§ Task to carry out: Set down exactly the lines running from the line with "Indicate the dark" to the end of the listing below, both ends included.

§ Input data:
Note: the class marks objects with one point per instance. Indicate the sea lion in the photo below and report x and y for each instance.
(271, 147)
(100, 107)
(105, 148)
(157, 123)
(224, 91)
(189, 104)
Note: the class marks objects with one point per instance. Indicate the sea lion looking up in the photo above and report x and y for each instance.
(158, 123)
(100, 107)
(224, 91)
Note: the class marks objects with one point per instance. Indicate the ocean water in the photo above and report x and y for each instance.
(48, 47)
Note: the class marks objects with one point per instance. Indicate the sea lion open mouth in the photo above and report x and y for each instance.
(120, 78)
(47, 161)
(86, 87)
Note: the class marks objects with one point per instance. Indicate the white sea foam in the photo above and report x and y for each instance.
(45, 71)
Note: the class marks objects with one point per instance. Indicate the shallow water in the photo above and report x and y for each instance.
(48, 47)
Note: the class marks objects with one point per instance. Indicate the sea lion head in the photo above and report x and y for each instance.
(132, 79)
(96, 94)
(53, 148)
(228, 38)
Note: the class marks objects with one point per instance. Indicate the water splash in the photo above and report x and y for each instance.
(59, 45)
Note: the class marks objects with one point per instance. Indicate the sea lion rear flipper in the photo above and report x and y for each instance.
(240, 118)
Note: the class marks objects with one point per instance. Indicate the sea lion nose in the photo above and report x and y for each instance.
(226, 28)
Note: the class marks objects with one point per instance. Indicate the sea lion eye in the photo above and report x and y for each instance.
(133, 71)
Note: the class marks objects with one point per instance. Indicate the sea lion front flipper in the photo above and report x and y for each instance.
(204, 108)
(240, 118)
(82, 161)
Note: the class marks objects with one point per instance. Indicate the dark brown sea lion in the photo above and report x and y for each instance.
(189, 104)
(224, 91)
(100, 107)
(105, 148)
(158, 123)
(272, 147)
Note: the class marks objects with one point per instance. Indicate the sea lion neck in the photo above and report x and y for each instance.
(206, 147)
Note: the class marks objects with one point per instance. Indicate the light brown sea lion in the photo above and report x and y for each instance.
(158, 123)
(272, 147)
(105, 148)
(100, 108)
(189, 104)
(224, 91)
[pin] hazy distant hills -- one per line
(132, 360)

§ Task answer:
Note: the class marks objects with one point per instance. Indicate the dark brown sea lion in the photo above and report x and y for each instance.
(189, 104)
(224, 91)
(100, 107)
(105, 148)
(158, 123)
(272, 147)
Note: the class marks objects with one point per instance. Indicate the sea lion neck in the photo above and report x and y for each instance.
(206, 147)
Note: the class marks objects with one point per instance. Indicate the light brown sea lion in the photo above and report x and y for each instance.
(158, 123)
(272, 147)
(105, 148)
(100, 108)
(189, 104)
(224, 91)
[pin] hazy distant hills -- one per line
(132, 360)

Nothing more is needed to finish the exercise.